Production forecasting of shale wells has proven to be a challenging task. Several empirical models have been proposed for shale well production data analysis; the modified hyperbolic (MH) model is the most popular one utilized by the industry due to its simplicity. However, the parameter "minimum decline rate Dmin" required in the MH model always depends on an evaluator's experience. In addition, in the MH model we assume that the decline during late boundary dominated flow (BDF) is exponential, which is rarely appropriate as pointed out by Fetkovich and by Spivey et al.
In this paper, we first present important criteria that have been overlooked in existing empirical models but that are necessary for a robust and accurate production decline model. It turns out that the modified hyperbolic model does not violate these criteria. As a result, on the basis of a two-segment hyperbolic model, we propose an optimization algorithm that can be applied to accurately estimate five important production parameters for a well that is in the BDF regime
initial production rate qi,
initial decline rate Di,
initial Arps b parameter bi for early transient flow,
final Arps b parameter bf for late BDF, and
optimal switching time tc from early transient flow to late BDF.
In addition, we developed a three step diagnostic approach for the analysis of flow regime that a well has gone through. The proposed diagnostic approach is effective in reducing the uncertainty in well flow regime and the estimation of production parameters. The merits of this new algorithm are demonstrated with the application to analysis of real production data in Eagle Ford and Bakken reservoirs.
The methods proposed in this paper are the cornerstone to predict well estimated ultimate recovery (EUR). In addition, this work has significant impact on many other related projects such as the construction of type well production profiles, optimal completion design and probabilistic decline curve analysis since they all depend on the five production parameters.

※ ※ ※

■ **About this task**: Pick up the passage on shale well production forecasting after its last sentence and write what comes next.

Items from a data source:
※ ※ ※

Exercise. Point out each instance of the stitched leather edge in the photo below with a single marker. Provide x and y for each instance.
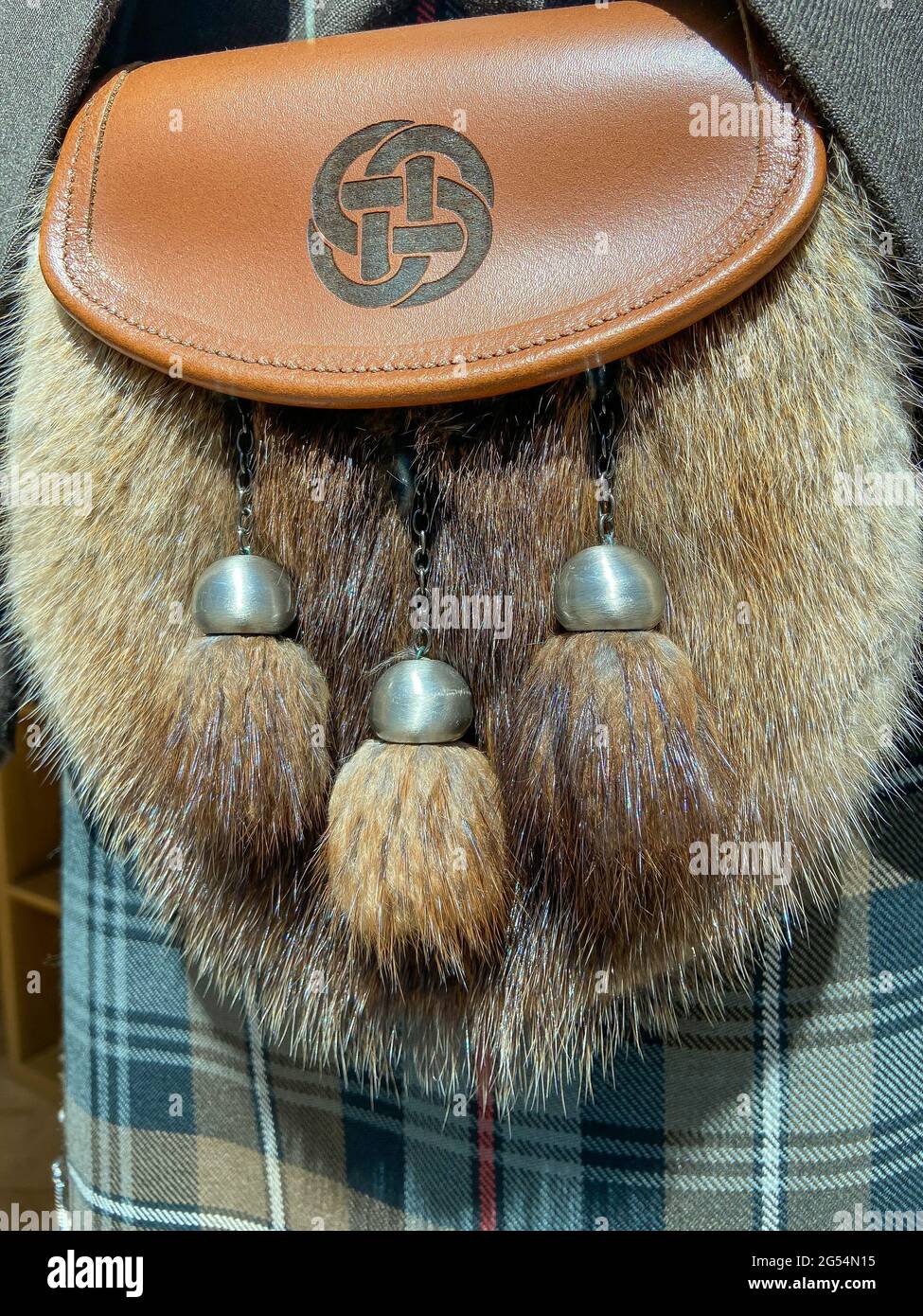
(763, 220)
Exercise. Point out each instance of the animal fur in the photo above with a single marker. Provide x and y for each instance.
(613, 773)
(415, 857)
(798, 614)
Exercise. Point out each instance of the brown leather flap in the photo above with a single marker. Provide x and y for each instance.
(432, 212)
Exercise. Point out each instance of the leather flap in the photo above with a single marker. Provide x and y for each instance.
(434, 212)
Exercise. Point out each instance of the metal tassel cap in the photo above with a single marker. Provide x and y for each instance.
(609, 587)
(244, 595)
(420, 702)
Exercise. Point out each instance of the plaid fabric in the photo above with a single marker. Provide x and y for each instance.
(801, 1103)
(804, 1102)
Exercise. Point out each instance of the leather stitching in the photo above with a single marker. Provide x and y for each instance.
(761, 222)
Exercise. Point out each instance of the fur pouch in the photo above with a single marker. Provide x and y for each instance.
(795, 603)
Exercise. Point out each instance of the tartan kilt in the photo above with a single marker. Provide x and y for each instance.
(804, 1103)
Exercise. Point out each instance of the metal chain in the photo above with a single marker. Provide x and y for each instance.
(245, 468)
(605, 427)
(420, 526)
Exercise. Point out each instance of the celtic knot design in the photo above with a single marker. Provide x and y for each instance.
(395, 237)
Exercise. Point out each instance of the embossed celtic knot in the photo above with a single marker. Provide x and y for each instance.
(395, 235)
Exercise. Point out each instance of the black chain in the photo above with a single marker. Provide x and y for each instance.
(245, 470)
(605, 424)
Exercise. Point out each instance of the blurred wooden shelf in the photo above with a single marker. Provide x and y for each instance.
(30, 917)
(41, 890)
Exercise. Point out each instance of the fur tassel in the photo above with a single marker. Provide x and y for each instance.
(613, 774)
(415, 856)
(248, 746)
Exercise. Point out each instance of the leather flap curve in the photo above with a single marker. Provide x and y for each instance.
(428, 213)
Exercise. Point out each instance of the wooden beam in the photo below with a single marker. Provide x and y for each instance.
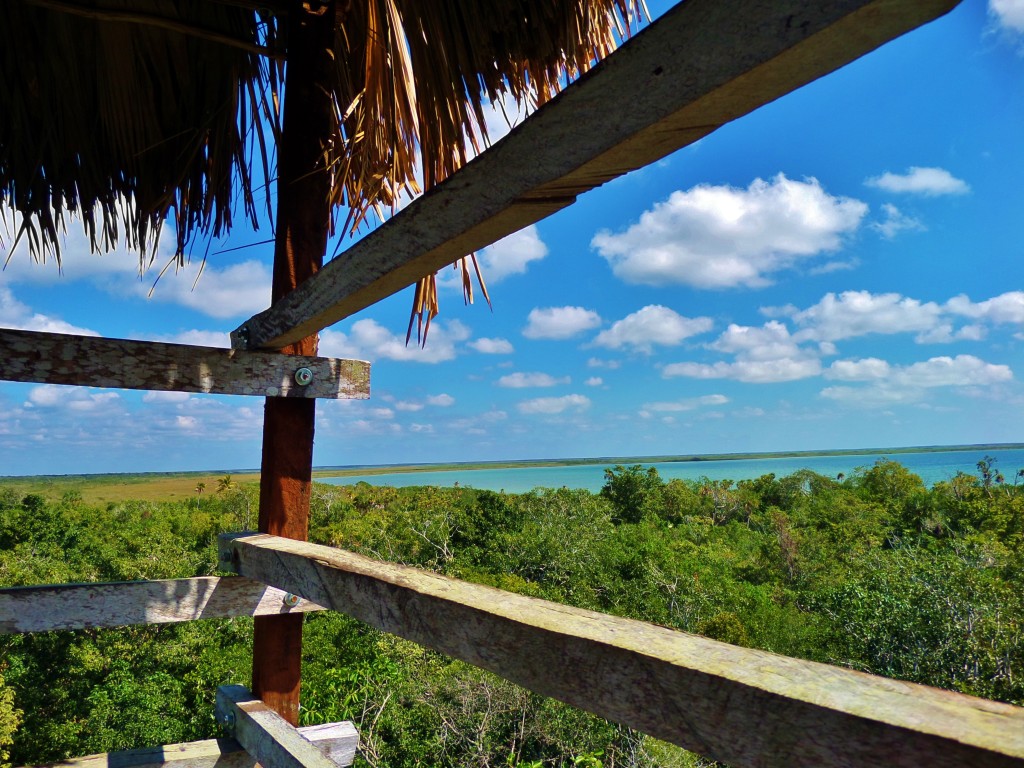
(303, 223)
(704, 64)
(94, 361)
(338, 740)
(264, 733)
(77, 606)
(738, 706)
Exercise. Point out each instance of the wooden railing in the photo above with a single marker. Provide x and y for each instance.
(739, 706)
(702, 65)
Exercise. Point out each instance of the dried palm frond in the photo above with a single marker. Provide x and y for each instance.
(430, 71)
(125, 123)
(128, 112)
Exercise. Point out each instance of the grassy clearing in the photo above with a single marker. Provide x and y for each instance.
(173, 485)
(104, 488)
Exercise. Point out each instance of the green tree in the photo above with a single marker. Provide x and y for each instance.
(633, 492)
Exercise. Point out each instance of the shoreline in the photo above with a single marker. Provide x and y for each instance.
(376, 469)
(380, 469)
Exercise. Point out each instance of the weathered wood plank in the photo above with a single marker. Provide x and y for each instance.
(76, 606)
(739, 706)
(93, 361)
(338, 740)
(264, 733)
(704, 64)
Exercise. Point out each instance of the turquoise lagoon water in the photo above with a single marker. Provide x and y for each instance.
(932, 467)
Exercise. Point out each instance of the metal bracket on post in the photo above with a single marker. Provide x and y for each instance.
(271, 740)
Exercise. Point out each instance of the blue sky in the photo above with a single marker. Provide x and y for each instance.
(841, 268)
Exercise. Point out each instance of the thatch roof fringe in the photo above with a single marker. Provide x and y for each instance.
(126, 113)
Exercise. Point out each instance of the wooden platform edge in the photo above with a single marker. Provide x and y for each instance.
(264, 733)
(338, 740)
(87, 360)
(734, 705)
(77, 606)
(702, 64)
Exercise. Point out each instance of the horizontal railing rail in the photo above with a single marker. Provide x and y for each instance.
(338, 740)
(38, 356)
(739, 706)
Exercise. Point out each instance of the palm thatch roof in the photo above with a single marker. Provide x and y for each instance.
(128, 113)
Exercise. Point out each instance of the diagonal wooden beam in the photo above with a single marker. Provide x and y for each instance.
(94, 361)
(338, 740)
(704, 64)
(738, 706)
(77, 606)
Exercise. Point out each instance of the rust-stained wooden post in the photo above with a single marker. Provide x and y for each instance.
(303, 216)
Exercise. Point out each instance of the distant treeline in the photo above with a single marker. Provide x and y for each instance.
(872, 571)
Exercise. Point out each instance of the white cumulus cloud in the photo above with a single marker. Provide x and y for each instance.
(555, 404)
(894, 384)
(895, 221)
(1008, 13)
(560, 322)
(521, 380)
(723, 237)
(17, 315)
(492, 346)
(1005, 308)
(855, 313)
(511, 255)
(867, 369)
(650, 326)
(690, 403)
(927, 181)
(751, 372)
(763, 355)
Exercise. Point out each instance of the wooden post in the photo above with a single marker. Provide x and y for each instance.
(303, 219)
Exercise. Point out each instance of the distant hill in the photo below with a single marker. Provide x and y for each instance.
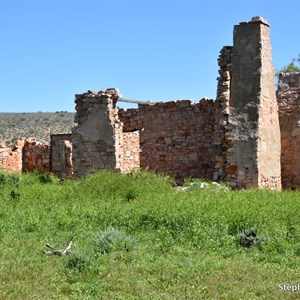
(40, 125)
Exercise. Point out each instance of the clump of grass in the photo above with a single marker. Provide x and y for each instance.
(113, 239)
(248, 238)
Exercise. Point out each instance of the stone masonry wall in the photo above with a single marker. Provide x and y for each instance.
(11, 158)
(177, 138)
(28, 155)
(97, 135)
(36, 156)
(61, 155)
(288, 97)
(253, 159)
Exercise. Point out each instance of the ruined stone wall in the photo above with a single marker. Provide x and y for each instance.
(28, 155)
(61, 155)
(11, 158)
(178, 138)
(222, 128)
(130, 151)
(36, 156)
(97, 136)
(253, 158)
(288, 97)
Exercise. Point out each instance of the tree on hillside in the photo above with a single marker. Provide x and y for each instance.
(292, 67)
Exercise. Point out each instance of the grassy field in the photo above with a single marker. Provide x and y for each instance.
(138, 237)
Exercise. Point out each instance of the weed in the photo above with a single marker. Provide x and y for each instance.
(113, 239)
(48, 178)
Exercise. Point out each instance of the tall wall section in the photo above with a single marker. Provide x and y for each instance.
(99, 141)
(61, 155)
(288, 97)
(254, 154)
(28, 155)
(179, 138)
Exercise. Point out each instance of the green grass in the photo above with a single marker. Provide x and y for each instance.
(138, 237)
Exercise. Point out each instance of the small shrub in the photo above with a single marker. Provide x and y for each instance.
(47, 178)
(113, 239)
(131, 195)
(14, 195)
(76, 262)
(249, 238)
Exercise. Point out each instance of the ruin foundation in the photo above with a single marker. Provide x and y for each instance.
(248, 137)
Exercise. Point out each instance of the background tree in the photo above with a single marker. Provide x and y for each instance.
(292, 67)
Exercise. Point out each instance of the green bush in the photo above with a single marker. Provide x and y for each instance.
(113, 239)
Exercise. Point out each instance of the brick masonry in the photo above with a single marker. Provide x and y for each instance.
(239, 138)
(288, 96)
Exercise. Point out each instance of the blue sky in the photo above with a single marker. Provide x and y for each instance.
(151, 50)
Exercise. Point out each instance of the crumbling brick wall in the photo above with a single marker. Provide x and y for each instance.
(288, 97)
(99, 141)
(28, 155)
(35, 156)
(177, 138)
(253, 158)
(61, 155)
(11, 158)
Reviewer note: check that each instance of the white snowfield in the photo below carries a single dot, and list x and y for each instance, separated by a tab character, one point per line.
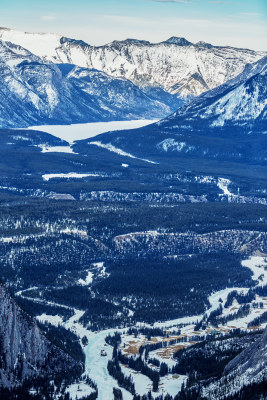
70	133
69	175
176	65
114	149
57	149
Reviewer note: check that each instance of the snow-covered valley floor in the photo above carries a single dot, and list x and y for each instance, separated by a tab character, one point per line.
96	364
70	133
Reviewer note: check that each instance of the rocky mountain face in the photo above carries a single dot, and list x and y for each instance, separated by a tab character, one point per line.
24	351
227	123
176	65
35	92
240	102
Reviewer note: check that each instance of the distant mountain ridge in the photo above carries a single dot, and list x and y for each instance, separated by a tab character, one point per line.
35	92
228	123
176	65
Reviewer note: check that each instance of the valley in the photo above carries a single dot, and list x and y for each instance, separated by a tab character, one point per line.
133	224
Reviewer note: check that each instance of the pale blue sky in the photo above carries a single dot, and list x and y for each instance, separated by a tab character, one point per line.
241	23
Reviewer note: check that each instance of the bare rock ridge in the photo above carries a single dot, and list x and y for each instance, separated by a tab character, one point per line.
24	350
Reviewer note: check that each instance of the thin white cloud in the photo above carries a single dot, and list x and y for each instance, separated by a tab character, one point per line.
48	17
220	2
171	1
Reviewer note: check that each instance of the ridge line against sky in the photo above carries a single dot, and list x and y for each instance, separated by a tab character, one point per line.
240	23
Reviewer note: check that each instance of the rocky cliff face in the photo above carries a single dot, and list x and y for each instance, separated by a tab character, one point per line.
24	351
176	65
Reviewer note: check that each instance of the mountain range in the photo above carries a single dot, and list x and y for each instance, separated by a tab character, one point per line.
35	92
227	123
176	65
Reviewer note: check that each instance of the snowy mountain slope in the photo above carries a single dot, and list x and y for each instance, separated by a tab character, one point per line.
240	101
175	65
35	92
227	123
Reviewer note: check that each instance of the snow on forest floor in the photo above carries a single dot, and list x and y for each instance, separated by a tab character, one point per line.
96	364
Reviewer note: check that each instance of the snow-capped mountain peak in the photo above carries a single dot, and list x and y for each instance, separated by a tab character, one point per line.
175	65
179	41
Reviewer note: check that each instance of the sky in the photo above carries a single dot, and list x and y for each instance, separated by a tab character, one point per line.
240	23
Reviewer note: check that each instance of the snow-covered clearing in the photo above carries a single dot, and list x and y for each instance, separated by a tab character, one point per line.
223	185
69	175
51	319
96	364
88	280
79	390
57	149
113	149
70	133
258	265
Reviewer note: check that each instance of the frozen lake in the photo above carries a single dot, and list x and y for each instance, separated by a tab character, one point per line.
70	133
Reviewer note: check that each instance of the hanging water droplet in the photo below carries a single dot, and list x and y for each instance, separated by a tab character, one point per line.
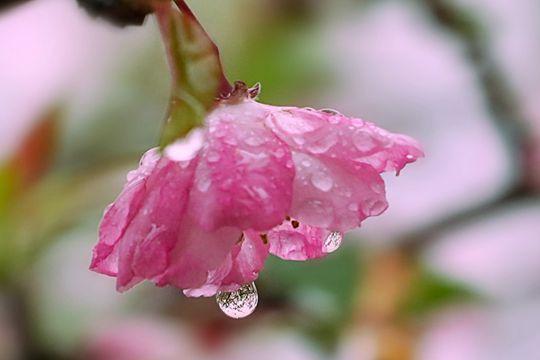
240	303
322	181
332	242
330	111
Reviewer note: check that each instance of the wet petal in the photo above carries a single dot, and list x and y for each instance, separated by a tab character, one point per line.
245	175
196	253
119	215
153	232
335	197
297	242
330	135
241	266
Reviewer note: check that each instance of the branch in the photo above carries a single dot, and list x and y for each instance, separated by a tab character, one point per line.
502	104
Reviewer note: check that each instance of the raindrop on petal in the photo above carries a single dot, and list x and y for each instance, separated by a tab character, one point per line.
240	303
322	181
332	242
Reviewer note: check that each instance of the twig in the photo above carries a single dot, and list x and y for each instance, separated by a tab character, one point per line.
502	104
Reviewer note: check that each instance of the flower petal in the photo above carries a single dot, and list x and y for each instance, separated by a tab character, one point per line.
153	231
245	174
327	134
299	242
335	197
241	266
119	215
196	253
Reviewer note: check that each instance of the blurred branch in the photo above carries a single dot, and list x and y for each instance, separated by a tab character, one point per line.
500	101
119	12
8	4
414	241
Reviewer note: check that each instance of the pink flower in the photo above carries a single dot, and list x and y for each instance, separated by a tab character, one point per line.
258	179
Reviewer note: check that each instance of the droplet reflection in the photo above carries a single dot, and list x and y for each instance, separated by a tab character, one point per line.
240	303
332	242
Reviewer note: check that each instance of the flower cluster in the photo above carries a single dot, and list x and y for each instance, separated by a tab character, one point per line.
204	214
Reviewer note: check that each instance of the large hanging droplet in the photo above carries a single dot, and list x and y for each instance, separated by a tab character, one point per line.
332	242
240	303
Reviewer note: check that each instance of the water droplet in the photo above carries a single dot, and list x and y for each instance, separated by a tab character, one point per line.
332	242
203	183
363	142
322	181
330	111
213	157
279	153
353	207
254	140
240	303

※ ※ ※

■ **Expected answer**:
Since 2004, the advance of technology in horizontal drilling and multistage fracturing has made unconventional resources an increasingly significant source of hydrocarbon supply in the global energy market (Holditch 2010). While these unconventional resources bring great benefits to the industry, the characterization of reservoir fluid flow in shale formations has proven to be challenging due to the significantly different fluid-driven mechanisms. Numerical simulation is a tool that is frequently used in the industry to characterize the reservoir fluid flow in shale formations. This method requires extensive manpower, time and cost, and as a result, much effort has been made to develop other efficient methods (e.g., fast marching method, semi-analytic approach, etc) that can be applied to find a both reliable and fast solution to those important engineering and economic problems (King et al; 2016; Xue et al, 2016; Wang et al., 2017). In addition to unconventional reservoir characterization, production forecasting of shale wells has also proven to be a challenging and important problem, since it has significant consequences in investment decision making and is a major component of reserves estimation required for reports to regulatory agencies.